[Source data]
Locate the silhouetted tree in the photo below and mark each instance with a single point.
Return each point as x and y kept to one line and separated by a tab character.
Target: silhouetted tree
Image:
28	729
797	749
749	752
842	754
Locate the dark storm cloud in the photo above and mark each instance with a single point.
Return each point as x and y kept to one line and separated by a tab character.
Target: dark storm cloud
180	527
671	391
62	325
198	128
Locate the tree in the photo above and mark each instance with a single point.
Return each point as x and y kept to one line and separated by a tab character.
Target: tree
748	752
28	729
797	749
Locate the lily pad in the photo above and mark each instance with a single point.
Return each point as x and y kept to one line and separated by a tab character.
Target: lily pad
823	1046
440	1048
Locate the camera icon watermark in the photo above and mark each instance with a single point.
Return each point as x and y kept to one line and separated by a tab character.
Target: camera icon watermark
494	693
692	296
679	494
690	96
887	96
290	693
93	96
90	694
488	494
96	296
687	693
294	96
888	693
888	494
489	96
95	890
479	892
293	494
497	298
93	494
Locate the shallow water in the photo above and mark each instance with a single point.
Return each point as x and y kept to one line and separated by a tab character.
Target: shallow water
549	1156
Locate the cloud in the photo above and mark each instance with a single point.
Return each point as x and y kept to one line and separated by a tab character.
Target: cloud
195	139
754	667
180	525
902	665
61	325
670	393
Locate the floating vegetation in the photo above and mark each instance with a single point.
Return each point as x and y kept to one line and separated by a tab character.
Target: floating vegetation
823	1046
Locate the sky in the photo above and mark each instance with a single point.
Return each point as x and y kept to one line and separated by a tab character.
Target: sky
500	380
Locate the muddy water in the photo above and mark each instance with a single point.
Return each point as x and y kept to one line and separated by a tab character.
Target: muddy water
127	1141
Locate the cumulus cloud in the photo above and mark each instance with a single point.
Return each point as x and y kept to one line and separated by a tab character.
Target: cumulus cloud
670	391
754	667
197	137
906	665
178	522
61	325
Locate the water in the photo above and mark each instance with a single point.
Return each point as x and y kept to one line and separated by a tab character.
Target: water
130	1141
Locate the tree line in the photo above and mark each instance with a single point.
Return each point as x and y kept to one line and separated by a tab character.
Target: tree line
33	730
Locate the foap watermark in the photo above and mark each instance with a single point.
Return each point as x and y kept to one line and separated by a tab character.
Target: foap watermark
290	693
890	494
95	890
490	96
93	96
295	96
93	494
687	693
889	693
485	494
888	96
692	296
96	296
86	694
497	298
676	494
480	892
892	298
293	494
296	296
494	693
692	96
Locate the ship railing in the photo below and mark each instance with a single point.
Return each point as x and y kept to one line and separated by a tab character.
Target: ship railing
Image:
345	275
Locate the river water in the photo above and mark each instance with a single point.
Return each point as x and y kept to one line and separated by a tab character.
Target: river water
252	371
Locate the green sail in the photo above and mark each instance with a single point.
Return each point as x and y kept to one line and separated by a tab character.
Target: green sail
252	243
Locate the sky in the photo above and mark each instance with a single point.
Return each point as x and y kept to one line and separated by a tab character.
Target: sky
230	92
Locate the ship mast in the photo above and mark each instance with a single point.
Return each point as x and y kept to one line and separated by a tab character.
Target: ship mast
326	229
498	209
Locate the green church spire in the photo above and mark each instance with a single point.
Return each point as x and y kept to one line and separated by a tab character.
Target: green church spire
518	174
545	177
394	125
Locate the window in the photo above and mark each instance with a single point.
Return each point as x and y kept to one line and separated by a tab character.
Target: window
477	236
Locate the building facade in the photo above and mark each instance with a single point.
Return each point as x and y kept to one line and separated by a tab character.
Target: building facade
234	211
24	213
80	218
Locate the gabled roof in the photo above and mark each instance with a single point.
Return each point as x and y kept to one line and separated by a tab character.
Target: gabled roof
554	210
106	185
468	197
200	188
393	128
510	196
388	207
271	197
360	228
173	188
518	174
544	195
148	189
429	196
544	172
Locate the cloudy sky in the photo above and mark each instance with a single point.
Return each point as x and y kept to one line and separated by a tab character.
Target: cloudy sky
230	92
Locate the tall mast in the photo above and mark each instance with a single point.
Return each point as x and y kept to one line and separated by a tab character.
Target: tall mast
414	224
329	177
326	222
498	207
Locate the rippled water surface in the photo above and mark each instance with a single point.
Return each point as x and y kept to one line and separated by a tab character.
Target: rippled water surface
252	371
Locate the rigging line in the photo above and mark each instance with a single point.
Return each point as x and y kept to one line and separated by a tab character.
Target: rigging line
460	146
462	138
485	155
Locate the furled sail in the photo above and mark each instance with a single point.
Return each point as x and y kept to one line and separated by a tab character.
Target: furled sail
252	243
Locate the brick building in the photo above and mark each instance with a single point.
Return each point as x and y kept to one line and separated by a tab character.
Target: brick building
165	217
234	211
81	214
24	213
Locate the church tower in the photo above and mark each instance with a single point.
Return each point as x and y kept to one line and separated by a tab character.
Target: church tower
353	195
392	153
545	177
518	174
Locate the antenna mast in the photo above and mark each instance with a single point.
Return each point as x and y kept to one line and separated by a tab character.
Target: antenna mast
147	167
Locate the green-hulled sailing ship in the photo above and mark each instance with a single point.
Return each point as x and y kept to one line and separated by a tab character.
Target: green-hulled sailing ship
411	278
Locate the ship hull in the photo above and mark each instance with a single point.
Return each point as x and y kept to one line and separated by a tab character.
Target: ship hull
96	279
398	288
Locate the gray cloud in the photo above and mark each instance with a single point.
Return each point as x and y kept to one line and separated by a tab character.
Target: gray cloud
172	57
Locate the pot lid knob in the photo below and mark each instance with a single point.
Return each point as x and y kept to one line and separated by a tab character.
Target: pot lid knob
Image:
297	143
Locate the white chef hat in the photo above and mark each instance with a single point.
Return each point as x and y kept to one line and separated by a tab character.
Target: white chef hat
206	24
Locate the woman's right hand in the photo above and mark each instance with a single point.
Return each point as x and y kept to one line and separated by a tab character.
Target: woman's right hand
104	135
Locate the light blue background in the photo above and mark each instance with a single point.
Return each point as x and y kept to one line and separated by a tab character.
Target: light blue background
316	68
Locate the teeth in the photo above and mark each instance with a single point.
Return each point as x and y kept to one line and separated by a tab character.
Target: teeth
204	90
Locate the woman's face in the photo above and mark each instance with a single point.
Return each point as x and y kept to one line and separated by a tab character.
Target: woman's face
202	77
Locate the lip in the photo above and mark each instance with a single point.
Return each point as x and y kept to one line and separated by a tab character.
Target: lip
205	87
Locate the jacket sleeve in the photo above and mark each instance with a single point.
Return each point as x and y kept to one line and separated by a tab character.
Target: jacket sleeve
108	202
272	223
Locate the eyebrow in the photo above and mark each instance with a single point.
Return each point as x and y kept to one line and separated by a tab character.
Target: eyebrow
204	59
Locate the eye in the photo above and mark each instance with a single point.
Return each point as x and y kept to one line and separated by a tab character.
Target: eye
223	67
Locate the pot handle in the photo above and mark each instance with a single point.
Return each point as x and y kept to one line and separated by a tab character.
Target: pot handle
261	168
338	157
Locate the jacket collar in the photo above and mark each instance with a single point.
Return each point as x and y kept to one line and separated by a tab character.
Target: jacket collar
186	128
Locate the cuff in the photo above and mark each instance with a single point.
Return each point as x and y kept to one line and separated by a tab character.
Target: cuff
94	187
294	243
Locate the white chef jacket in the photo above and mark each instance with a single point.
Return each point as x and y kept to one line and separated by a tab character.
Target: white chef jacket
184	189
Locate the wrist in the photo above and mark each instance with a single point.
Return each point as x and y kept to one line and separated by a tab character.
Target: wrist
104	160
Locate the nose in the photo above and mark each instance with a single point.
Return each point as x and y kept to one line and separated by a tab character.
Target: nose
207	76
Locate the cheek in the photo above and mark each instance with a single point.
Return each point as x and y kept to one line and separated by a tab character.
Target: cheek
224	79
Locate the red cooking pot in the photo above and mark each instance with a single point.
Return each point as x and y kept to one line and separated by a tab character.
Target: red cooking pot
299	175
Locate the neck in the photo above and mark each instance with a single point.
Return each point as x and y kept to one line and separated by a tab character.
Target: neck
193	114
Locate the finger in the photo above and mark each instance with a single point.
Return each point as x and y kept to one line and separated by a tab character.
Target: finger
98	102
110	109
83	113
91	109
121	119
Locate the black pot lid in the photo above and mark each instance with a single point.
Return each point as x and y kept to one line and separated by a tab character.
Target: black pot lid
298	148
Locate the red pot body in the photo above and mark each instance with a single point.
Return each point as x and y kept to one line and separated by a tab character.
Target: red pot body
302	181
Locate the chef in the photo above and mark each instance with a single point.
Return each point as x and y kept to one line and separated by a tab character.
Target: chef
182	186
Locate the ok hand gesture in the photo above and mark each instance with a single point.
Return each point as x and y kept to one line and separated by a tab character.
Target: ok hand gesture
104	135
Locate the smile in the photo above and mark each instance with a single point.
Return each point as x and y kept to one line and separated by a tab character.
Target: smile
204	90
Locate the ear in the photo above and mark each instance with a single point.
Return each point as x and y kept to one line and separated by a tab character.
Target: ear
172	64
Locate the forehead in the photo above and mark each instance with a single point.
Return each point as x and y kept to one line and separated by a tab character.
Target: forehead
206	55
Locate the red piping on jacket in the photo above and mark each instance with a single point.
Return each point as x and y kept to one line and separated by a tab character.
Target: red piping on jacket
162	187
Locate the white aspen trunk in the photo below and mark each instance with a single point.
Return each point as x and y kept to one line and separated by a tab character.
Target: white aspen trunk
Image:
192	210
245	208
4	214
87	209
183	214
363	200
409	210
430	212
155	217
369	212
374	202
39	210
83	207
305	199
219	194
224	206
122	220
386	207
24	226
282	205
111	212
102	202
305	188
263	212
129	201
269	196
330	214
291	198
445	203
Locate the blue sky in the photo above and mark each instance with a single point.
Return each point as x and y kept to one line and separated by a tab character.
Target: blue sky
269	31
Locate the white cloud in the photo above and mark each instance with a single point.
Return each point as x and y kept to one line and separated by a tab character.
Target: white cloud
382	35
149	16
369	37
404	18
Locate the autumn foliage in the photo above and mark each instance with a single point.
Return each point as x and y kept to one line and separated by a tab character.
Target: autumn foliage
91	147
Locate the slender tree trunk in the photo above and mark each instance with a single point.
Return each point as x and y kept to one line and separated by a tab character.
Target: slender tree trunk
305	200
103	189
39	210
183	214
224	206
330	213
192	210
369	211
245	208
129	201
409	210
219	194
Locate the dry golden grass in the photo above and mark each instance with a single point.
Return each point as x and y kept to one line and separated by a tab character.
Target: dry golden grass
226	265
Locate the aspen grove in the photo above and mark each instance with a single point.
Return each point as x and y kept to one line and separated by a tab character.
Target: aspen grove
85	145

**Exercise brief:**
Please format the data from the line containing "Locate the dry" down to the end as a two-column CSV with the headers instruction and response. Put each block of text in the instruction column and the answer that follows it in the response column of the same row, quoting every field and replacing line breaks with spaces.

**Task output:**
instruction,response
"Locate the dry golden grass in the photo above and mark each instance with a single point. Return each point as x and y kept to one line and separated by a tab character. Target: dry golden grass","226	265"
"Locate the aspen grove in the photo above and mark each instance with a single point. Return each point as x and y kept to one line and separated by a tab character. Target: aspen grove","85	145"